> **DIRECTIONS**:
Please give every line of the records below as a numbered list, skipping any blank lines.
- - - -
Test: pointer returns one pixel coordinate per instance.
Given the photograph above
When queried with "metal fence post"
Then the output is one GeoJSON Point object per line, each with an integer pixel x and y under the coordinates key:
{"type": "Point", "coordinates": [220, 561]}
- - - -
> **OUTPUT BELOW**:
1. Test: pointer returns one pixel coordinate per instance.
2. Given the photograph above
3. When queried with "metal fence post"
4. Then the output is one GeoJSON Point object per line, each with an integer pixel x and y under the coordinates key:
5. {"type": "Point", "coordinates": [220, 561]}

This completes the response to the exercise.